Exercise —
Select and copy every line in the data below that contains the string "water". Case counts when matching.

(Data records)
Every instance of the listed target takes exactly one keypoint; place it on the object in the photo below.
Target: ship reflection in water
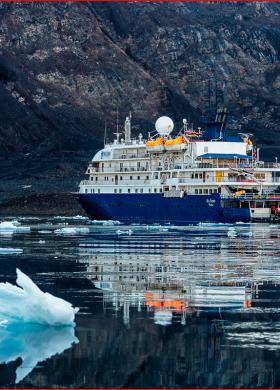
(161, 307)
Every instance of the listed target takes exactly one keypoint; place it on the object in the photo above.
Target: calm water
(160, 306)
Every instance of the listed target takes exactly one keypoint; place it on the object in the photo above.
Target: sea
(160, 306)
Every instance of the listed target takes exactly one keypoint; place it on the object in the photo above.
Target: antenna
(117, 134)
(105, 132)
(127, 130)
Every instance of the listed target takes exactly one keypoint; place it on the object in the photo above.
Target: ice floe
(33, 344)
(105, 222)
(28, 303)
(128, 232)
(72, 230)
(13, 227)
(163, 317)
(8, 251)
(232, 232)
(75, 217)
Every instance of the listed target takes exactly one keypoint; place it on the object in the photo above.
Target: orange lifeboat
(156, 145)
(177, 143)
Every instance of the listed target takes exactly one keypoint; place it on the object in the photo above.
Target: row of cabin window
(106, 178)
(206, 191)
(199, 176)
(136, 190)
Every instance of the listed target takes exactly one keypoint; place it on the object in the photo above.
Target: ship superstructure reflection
--
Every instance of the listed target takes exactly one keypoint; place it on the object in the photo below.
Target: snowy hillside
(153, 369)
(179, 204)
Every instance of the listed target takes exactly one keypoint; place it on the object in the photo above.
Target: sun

Reply —
Target: ship reflection in water
Target: calm water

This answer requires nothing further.